* [Problem statement] With the first line as the start and the line containing "positive clicks: (20, 287)" as the end, write out every line of the records exactly.

Dataset entries:
----------
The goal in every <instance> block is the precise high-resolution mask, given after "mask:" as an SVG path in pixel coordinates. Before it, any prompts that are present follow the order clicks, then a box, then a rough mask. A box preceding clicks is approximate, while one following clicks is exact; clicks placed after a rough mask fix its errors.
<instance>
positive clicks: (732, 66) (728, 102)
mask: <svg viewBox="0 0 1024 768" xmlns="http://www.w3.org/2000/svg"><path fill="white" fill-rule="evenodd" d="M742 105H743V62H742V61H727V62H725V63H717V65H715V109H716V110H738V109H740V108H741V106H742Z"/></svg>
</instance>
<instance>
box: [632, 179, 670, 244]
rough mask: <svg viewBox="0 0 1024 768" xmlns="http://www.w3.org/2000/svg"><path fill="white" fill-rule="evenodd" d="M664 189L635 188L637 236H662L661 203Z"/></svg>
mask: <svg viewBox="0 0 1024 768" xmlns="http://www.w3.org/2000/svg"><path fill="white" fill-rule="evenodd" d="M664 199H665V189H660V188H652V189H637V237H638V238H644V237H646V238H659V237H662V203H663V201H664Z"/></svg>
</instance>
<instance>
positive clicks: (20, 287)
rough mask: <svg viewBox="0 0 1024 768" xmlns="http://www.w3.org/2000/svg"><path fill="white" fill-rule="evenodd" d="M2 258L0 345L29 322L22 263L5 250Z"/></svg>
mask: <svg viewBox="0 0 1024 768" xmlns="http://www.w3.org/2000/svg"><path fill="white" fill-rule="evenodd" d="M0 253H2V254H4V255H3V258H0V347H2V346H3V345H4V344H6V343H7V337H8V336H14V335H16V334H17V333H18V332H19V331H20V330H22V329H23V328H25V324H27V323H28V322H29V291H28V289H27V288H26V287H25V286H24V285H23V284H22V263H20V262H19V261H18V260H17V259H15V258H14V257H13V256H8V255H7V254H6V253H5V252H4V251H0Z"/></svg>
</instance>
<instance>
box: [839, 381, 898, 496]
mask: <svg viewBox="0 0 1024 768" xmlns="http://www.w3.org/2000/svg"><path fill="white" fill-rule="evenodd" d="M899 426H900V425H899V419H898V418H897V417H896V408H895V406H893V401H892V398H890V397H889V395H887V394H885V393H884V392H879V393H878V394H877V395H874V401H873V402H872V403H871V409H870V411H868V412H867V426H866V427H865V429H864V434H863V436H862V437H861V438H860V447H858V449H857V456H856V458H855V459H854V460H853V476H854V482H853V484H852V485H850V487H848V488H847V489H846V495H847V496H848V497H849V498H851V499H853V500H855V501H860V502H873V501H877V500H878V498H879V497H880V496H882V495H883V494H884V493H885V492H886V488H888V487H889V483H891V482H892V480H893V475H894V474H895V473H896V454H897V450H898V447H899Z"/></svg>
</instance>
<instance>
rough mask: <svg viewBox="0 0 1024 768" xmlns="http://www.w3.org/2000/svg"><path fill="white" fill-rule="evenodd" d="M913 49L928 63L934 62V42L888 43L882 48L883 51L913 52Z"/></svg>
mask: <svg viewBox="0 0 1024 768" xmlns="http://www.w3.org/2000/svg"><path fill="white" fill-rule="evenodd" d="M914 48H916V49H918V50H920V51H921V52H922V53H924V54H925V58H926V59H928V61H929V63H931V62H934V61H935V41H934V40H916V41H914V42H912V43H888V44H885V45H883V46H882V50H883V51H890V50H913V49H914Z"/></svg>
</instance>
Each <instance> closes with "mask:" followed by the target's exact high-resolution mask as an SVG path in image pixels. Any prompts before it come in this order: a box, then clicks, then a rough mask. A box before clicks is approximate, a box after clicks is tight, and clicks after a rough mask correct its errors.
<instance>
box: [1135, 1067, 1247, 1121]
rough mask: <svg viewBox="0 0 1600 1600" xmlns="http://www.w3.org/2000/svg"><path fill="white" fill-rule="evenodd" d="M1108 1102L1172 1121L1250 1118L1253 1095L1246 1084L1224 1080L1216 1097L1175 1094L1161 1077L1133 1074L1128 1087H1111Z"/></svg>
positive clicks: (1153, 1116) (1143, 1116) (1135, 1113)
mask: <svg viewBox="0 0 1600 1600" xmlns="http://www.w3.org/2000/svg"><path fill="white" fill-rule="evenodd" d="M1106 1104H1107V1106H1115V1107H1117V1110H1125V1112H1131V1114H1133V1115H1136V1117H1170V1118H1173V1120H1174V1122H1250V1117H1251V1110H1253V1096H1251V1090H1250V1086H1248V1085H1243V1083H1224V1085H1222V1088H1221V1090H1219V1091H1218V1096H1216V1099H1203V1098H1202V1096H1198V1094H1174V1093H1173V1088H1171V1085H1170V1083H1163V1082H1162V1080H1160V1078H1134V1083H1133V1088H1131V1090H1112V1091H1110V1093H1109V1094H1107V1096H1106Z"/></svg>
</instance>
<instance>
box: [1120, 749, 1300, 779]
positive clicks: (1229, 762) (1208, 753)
----------
* [Expected output]
The goal in every <instance> block is the precise high-resolution mask, given after "mask:" as an SVG path in pixel coordinates. Before it, any prompts that are present follow the order clicks, then a box, then a rough mask. A box preceding clicks is approximate, while one following clicks is exact; clicks placed after a rough mask fix its errors.
<instance>
positive clicks: (732, 66) (728, 102)
mask: <svg viewBox="0 0 1024 768" xmlns="http://www.w3.org/2000/svg"><path fill="white" fill-rule="evenodd" d="M742 105H743V62H742V61H727V62H725V63H717V65H715V109H716V110H738V109H740V108H741V106H742Z"/></svg>
</instance>
<instance>
box: [632, 179, 670, 244]
rough mask: <svg viewBox="0 0 1024 768" xmlns="http://www.w3.org/2000/svg"><path fill="white" fill-rule="evenodd" d="M664 189L635 188L637 236H662L661 203Z"/></svg>
mask: <svg viewBox="0 0 1024 768" xmlns="http://www.w3.org/2000/svg"><path fill="white" fill-rule="evenodd" d="M664 199H665V189H660V188H652V189H637V237H638V238H644V237H646V238H659V237H662V203H663V201H664Z"/></svg>
</instance>
<instance>
positive clicks: (20, 287)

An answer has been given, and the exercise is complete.